### THE RECORDS
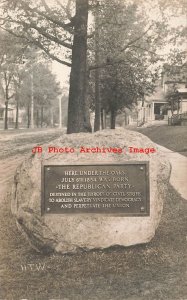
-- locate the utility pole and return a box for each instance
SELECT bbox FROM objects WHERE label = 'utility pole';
[59,97,62,128]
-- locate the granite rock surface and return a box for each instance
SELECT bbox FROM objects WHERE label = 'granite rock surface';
[11,129,170,253]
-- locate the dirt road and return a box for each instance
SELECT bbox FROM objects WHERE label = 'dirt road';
[0,130,187,300]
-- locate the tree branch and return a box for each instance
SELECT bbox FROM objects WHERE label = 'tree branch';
[120,24,153,52]
[88,59,127,71]
[32,41,71,67]
[21,0,73,34]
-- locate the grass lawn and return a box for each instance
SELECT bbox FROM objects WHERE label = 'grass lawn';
[0,183,187,300]
[133,125,187,156]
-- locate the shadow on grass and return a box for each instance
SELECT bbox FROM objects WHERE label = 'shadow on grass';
[0,187,187,300]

### GOAL
Copy out the stretch from the line containing "-- locate the granite" through the line containing "[21,0,73,34]", substituting "gravel road" for every occurrence of "dirt road" and leaving all else unchanged. Give only those lines.

### SOLUTION BELOW
-- locate the granite rock surface and return a box for each instance
SELECT bbox FROM objects WHERE label = 'granite rock surface';
[11,129,170,253]
-- locate the gravel road and return a box for each instance
SELECT bbox FROM objects WHERE label = 'gravel road';
[0,130,187,300]
-- locate the tree branch and return a box for each instance
SELECT bbox FROM objects WHERE label = 'tree branch';
[120,24,153,52]
[88,59,127,71]
[32,41,71,67]
[21,0,73,34]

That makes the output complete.